* Daftar Tugas:
(A) Tuliskan kembali bagian teks sumber tanpa perubahan sedikit pun, yaitu rentang dari "Pekerjaan sebagai Jalan" sampai dengan "utama kepada Allah.".
(B) Tentukan apakah setiap pernyataan berikut sesuai dengan teks sumber, lalu jawab ya atau tidak dan kutip kata-kata penentunya dari teks sumber: (i) Rasulullah ﷺ pernah bekerja sebagai penggembala. (ii) Bekerja tetap bernilai ibadah walaupun melalaikan kewajiban utama kepada Allah. (iii) Ayat tentang bertebaran di muka bumi untuk mencari karunia Allah berasal dari QS. Al-Jumu’ah ayat 10.
(C) Menurut teks sumber, apa saja syarat agar mencintai pekerjaan diperbolehkan bahkan dianjurkan?

* Teks Sumber:

↓↓↓

Hukum Mencintai Setiap Pekerjaan

Hukum Mencintai Setiap Pekerjaan

Dalam kehidupan manusia, pekerjaan bukan hanya sekadar cara untuk mendapatkan rezeki, melainkan juga ladang ibadah. Apa yang kita lakukan sehari-hari, mulai dari berdagang, bertani, mengajar, hingga bekerja di kantor modern, semuanya bisa bernilai ibadah jika diniatkan dengan tulus. Karena itu, hukum mencintai setiap pekerjaan menjadi topik yang sangat penting untuk direnungkan. Bagaimana Islam memandang pekerjaan? Apakah cinta terhadap pekerjaan termasuk hal terpuji, ataukah bisa menjerumuskan seseorang ke arah yang salah?

Pekerjaan sebagai Jalan Ibadah

Allah Ta’ala telah menegaskan dalam Al-Qur’an bahwa manusia diperintahkan untuk berusaha dan bekerja. Dalam  disebutkan: “Apabila telah ditunaikan shalat, maka bertebaranlah kamu di muka bumi dan carilah karunia Allah, dan ingatlah Allah banyak-banyak agar kamu beruntung.” (QS. Al-Jumu’ah ayat 10). Ayat ini menunjukkan bahwa bekerja adalah bagian dari ibadah, asalkan tidak melalaikan kewajiban utama kepada Allah.

Rasulullah ﷺ sendiri adalah teladan dalam mencintai pekerjaannya. Beliau pernah menjadi penggembala, pedagang, bahkan pemimpin umat. Tidak ada yang beliau lakukan dengan setengah hati. Setiap pekerjaan yang beliau jalani penuh amanah, kejujuran, dan cinta. Dari sini kita memahami bahwa hukum mencintai setiap pekerjaan adalah diperbolehkan bahkan dianjurkan, selama pekerjaan tersebut halal, tidak menzalimi orang lain, dan diniatkan untuk mencari keridhaan Allah.

Namun, terdapat sisi buruk yang patut diwaspadai. Jika cinta pada pekerjaan berubah menjadi fanatisme yang melalaikan kewajiban shalat, menjerumuskan pada keserakahan, atau membuat seseorang sombong, maka pekerjaan itu bisa menjadi fitnah. Betapa banyak orang yang rela meninggalkan keluarganya, bahkan melupakan Allah, hanya demi pekerjaan. Inilah bahaya yang membuat pekerjaan yang semula halal menjadi sia-sia, bahkan berdosa.

↑↑↑

* Materi Hasil Ekstraksi:
↓↓↓

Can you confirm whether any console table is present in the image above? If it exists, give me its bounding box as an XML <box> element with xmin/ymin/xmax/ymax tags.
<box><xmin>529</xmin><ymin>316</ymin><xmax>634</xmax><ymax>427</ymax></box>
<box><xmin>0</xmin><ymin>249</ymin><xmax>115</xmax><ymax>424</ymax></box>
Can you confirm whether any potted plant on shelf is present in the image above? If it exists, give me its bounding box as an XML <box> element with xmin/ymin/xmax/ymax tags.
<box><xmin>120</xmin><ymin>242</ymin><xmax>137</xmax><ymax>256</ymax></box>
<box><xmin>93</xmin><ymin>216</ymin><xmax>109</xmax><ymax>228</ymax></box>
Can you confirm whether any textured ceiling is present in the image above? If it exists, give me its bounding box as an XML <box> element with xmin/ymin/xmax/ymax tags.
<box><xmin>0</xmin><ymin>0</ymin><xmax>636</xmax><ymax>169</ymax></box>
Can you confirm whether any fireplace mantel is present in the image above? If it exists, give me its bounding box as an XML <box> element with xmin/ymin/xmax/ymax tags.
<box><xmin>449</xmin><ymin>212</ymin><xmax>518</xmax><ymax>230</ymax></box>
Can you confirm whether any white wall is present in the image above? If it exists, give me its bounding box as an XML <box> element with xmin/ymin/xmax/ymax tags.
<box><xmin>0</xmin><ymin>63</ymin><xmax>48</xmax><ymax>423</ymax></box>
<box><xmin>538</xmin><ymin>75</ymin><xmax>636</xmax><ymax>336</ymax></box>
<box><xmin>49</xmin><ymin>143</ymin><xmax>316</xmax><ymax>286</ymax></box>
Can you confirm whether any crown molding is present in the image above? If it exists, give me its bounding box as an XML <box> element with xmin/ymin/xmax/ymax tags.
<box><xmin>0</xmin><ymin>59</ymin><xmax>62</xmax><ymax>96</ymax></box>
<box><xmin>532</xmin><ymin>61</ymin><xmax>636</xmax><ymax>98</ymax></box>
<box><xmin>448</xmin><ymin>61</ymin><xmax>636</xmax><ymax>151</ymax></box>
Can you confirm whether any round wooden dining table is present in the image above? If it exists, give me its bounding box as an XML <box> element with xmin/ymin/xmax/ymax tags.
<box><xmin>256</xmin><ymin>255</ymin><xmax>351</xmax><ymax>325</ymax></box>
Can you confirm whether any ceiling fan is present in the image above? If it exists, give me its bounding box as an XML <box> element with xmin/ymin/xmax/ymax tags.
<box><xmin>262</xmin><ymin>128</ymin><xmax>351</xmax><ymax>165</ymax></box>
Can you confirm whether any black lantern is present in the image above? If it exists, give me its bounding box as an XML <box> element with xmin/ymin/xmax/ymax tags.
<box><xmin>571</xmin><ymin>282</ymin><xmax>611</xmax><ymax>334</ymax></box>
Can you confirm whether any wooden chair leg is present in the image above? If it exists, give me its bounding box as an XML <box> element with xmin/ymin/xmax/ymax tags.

↑↑↑

* Pembahasan Jawaban:
(A)
Pekerjaan sebagai Jalan Ibadah

Allah Ta’ala telah menegaskan dalam Al-Qur’an bahwa manusia diperintahkan untuk berusaha dan bekerja. Dalam  disebutkan: “Apabila telah ditunaikan shalat, maka bertebaranlah kamu di muka bumi dan carilah karunia Allah, dan ingatlah Allah banyak-banyak agar kamu beruntung.” (QS. Al-Jumu’ah ayat 10). Ayat ini menunjukkan bahwa bekerja adalah bagian dari ibadah, asalkan tidak melalaikan kewajiban utama kepada Allah.

(B)
(i) Ya: "Beliau pernah menjadi penggembala, pedagang, bahkan pemimpin umat."
(ii) Tidak: "bekerja adalah bagian dari ibadah, asalkan tidak melalaikan kewajiban utama kepada Allah."
(iii) Ya: "(QS. Al-Jumu’ah ayat 10)"

(C) Pekerjaan tersebut harus halal, tidak menzalimi orang lain, dan diniatkan untuk mencari keridhaan Allah.